___ DOCUMENT EXCERPT ___
We blogged about Spencer Klavan’s application of Psalm 115 to AI. He and his father, novelist Andrew Klavan, develop that in more detail and explain why those who think their machines have human-like minds reduce their own humanity and make themselves machine-like.
The Klavans do so in an op-ed published in the Washington Post, no less, entitled An age-old misunderstanding about technology is rearing its ugly head.
First, let’s quote the relevant passage from Psalm 115:
Their idols are silver and gold,
the work of human hands.
They have mouths, but do not speak;
eyes, but do not see.
They have ears, but do not hear;
noses, but do not smell.
They have hands, but do not feel;
feet, but do not walk;
and they do not make a sound in their throat.
Those who make them become like them;
so do all who trust in them. (Psalm 115:4-8)
“The biblical psalm is a bitingly exact description of those idolaters who confuse man-made artifacts with human souls,” they say. “In our day, we are in danger of making this age-old mistake with artificial intelligence.”
They point out that this is nothing new:
In every generation, some advanced piece of machinery comes to seem like a model of the human mind. When the written word was the cutting edge in information storage, Plato had Socrates compare the human mind to a wax writing tablet in his “Theaetetus.” In the era of the steam engine, Sigmund Freud began to think of the mind as a dynamic pressure chamber in which repressed energy returns with gathered force. And for the past several decades, we’ve come to picture the mind as a computer, hardwired to run certain kinds of software.
“But by using machines as metaphors for our minds, we fall prey to the illusion that our minds are nothing more than machines.” Some tech enthusiasts are making this very claim.
___ SUPPLIED DATA ___
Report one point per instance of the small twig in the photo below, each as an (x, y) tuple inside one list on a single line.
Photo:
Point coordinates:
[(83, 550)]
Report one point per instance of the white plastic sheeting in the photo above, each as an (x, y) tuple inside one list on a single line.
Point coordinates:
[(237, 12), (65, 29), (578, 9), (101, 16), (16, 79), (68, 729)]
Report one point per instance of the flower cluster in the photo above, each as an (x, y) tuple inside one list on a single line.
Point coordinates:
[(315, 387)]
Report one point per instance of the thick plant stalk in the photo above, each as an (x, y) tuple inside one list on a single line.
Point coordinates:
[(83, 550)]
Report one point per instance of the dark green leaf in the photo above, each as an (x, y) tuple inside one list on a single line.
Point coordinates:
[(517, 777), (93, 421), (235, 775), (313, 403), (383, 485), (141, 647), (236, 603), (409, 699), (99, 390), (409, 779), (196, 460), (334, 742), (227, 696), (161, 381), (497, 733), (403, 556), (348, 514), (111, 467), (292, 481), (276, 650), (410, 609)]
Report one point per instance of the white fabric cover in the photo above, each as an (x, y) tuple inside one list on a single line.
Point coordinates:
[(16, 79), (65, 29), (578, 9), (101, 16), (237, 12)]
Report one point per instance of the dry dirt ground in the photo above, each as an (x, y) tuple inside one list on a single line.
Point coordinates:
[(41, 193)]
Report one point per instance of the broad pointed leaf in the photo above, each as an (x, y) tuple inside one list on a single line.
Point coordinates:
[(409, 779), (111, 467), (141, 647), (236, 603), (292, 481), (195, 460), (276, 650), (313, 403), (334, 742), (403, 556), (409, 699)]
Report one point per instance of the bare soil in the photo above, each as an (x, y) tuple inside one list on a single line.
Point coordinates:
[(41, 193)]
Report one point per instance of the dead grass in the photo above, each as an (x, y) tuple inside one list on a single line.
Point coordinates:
___
* _TASK REQUIREMENTS_:
(a) Answer these questions about the post on Psalm 115 and artificial intelligence:
(i) In which newspaper did the Klavans publish their op-ed?
(ii) In the "Theaetetus," to what did Plato have Socrates compare the human mind?
(iii) How did Sigmund Freud begin to think of the mind in the era of the steam engine?
(b) Can you write the next part of the post on Psalm 115 and artificial intelligence, starting after its last sentence?

* _RESPONSES BY TASK_:
(a)
(i) The Washington Post.
(ii) A wax writing tablet.
(iii) As a dynamic pressure chamber in which repressed energy returns with gathered force.

(b)
Our minds make machines. That doesn’t mean that machines are minds. And it certainly doesn’t mean that our minds are machines.
The Large Language Models of artificial intelligence are programmed to imitate our external use of language according to algorithmic patterns. To explain the difference between that machine-generated language and how the mind generates language, the Klavans employ a term with Christian resonance:
The defining feature of human language is what ancient philosophers called “the inner logos” — the unique interior apparatus we have for structuring and understanding our experience of the world. LLMs — probability functions designed to detect and mimic patterns in words — are coded to reproduce our exterior language. They have no access to the inner logos.
Despite what some people are saying today,
We are not machines at all, in fact, but organic unities — brain, heart, loins and senses — animated by spirit and collaborating with creation on unique but interconnected experiences of life.
The psalmist’s warning still applies: Those who project an inner life onto their own creations will cease to cherish the inner life unique to humankind. Those who make idols become like them.